* BEGIN Data for this exercise *
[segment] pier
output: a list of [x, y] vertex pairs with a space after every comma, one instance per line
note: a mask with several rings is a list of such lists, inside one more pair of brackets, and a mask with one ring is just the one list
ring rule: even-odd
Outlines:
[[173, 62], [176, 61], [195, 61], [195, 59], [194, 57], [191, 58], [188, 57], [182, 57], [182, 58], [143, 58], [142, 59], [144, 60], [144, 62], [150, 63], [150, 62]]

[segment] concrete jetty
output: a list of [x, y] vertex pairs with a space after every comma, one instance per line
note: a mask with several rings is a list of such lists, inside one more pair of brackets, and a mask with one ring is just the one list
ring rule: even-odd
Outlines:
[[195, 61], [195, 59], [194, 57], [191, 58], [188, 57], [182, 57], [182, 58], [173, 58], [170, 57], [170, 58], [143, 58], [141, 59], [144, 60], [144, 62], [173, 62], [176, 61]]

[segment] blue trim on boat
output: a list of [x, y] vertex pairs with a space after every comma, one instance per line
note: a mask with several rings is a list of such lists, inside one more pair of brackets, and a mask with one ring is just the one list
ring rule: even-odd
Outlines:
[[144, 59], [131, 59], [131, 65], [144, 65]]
* END Data for this exercise *
* BEGIN Data for this exercise *
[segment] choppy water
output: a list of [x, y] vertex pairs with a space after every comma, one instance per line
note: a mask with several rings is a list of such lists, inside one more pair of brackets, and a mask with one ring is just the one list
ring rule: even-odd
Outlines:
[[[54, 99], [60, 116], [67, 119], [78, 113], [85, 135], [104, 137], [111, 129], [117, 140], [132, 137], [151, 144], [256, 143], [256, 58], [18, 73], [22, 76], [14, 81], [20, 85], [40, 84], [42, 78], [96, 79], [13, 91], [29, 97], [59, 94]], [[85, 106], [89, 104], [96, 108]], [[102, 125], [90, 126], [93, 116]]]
* END Data for this exercise *
* BEGIN Data for this exercise *
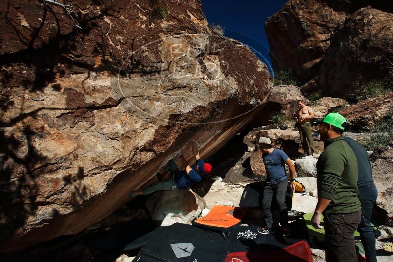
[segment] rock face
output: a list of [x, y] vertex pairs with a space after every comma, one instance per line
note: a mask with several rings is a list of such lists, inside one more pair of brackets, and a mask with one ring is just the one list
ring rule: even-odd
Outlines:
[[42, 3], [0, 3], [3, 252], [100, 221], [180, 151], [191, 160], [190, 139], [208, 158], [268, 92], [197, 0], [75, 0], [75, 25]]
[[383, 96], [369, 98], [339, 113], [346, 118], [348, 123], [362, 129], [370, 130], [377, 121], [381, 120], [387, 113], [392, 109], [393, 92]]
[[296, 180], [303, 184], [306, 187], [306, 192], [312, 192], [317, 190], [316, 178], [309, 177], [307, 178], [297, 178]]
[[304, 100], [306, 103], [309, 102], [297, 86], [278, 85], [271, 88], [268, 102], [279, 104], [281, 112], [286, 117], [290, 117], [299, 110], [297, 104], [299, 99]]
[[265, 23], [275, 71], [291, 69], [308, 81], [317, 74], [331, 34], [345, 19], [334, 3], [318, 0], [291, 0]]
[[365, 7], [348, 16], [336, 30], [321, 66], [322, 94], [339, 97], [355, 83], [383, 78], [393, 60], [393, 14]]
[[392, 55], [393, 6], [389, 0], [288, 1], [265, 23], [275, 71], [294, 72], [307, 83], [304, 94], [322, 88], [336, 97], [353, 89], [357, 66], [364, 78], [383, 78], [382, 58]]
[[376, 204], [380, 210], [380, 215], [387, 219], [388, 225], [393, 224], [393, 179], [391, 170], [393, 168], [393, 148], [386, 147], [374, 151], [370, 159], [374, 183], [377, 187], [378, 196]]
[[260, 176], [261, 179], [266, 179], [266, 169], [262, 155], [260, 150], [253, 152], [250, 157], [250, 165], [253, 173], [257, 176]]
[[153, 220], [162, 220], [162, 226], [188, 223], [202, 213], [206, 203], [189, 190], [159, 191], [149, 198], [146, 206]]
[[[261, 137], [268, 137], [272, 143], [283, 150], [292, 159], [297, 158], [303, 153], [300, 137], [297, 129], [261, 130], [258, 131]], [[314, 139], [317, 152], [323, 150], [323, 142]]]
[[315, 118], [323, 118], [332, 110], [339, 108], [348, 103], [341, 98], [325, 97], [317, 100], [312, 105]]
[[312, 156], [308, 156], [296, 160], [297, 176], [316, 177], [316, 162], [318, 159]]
* END Data for this exercise *
(What is required)
Please return, without any changes, the lines of the material between the line containing "[segment] pier" and the line containing "63], [150, 62]]", inclusive.

(Solved problem)
[segment] pier
output: a list of [x, y] vertex pairs with a space after every comma, one instance per line
note: a mask with several rings is a list of such lists, inside one more pair of brackets, and a mask with one ring is just the one list
ring rule: even-odd
Outlines:
[[173, 62], [176, 61], [195, 61], [195, 59], [194, 57], [191, 58], [188, 57], [182, 57], [182, 58], [143, 58], [142, 59], [144, 60], [144, 62], [150, 63], [150, 62]]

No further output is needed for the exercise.